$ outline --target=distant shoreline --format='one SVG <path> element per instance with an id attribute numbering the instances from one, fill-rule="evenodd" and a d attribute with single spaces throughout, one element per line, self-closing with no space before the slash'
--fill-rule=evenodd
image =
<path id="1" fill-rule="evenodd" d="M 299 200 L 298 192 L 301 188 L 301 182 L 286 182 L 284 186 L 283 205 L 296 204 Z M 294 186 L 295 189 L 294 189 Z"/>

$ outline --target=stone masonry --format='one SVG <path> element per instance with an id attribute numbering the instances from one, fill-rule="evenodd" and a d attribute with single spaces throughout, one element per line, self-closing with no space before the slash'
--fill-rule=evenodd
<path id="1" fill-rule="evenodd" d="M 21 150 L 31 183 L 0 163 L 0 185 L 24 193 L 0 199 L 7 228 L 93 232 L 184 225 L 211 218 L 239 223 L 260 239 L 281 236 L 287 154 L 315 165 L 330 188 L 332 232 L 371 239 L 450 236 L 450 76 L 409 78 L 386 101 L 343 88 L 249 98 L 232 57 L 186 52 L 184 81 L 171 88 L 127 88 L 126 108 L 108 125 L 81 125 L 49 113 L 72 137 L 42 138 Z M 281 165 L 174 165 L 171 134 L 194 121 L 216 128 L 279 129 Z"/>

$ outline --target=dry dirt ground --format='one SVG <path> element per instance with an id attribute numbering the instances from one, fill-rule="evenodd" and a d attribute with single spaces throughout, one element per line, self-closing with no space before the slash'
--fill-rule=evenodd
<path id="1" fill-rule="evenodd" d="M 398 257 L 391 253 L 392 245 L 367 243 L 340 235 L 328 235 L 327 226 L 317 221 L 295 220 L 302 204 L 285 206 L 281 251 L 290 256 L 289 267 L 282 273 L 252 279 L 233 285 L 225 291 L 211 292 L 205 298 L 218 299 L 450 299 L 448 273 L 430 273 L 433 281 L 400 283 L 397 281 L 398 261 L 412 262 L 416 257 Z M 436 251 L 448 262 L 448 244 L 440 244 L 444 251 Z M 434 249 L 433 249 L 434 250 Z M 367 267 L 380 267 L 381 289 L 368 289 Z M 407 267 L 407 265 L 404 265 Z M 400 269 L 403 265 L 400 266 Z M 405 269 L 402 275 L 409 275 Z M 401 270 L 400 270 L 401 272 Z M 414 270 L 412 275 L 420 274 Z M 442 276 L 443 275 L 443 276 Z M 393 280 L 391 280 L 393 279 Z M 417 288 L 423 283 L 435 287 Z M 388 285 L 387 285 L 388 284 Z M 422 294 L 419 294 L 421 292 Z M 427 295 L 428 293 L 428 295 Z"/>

======

» **WHAT YOU SHOULD DO**
Every record above must appear again in the answer, unchanged.

» **RESPONSE BELOW**
$ outline --target=distant shoreline --format='one SVG <path> element per instance with an id attribute numbering the instances from one, fill-rule="evenodd" and a d attribute with single spaces throughout, one element per line, self-closing with no space before the slash'
--fill-rule=evenodd
image =
<path id="1" fill-rule="evenodd" d="M 299 200 L 298 192 L 301 188 L 301 182 L 286 182 L 284 186 L 283 205 L 296 204 Z M 294 186 L 295 189 L 294 189 Z"/>

$ outline --target=stone masonry --format='one SVG <path> element per instance with an id attribute numbering the instances from one, fill-rule="evenodd" and a d attribute with single spaces throughout, one element per line, self-closing with no space before the slash'
--fill-rule=evenodd
<path id="1" fill-rule="evenodd" d="M 21 150 L 31 183 L 0 163 L 0 185 L 24 193 L 0 199 L 7 228 L 93 232 L 184 225 L 211 218 L 239 223 L 260 239 L 281 236 L 287 154 L 315 165 L 330 188 L 332 232 L 371 239 L 450 236 L 450 76 L 409 78 L 386 101 L 343 88 L 249 98 L 232 57 L 186 52 L 184 81 L 171 88 L 127 88 L 126 108 L 108 125 L 81 125 L 49 113 L 72 137 L 42 138 Z M 281 165 L 174 165 L 171 134 L 194 121 L 216 128 L 279 129 Z"/>

$ outline --target=dry dirt ground --format='one SVG <path> element per instance with an id attribute numbering the instances from one, fill-rule="evenodd" and a d attribute with single spaces throughout, one element per line, self-closing with no space before the slash'
--fill-rule=evenodd
<path id="1" fill-rule="evenodd" d="M 398 257 L 391 253 L 392 245 L 367 243 L 340 235 L 328 235 L 327 226 L 317 221 L 295 220 L 302 204 L 285 206 L 281 251 L 290 256 L 289 267 L 282 273 L 252 279 L 233 285 L 225 291 L 211 292 L 205 298 L 218 299 L 450 299 L 448 273 L 430 273 L 433 281 L 400 283 L 397 281 L 398 261 L 412 262 L 416 257 Z M 436 251 L 448 262 L 448 244 L 440 244 L 444 251 Z M 434 249 L 433 249 L 434 250 Z M 367 267 L 380 267 L 381 289 L 368 289 Z M 407 267 L 407 265 L 404 265 Z M 400 269 L 403 265 L 400 266 Z M 405 269 L 402 275 L 409 275 Z M 401 270 L 400 270 L 401 272 Z M 414 270 L 412 275 L 420 274 Z M 442 276 L 443 275 L 443 276 Z M 393 280 L 391 280 L 393 279 Z M 417 288 L 423 283 L 435 287 Z M 388 285 L 387 285 L 388 284 Z M 422 294 L 419 294 L 421 292 Z M 427 295 L 428 293 L 428 295 Z"/>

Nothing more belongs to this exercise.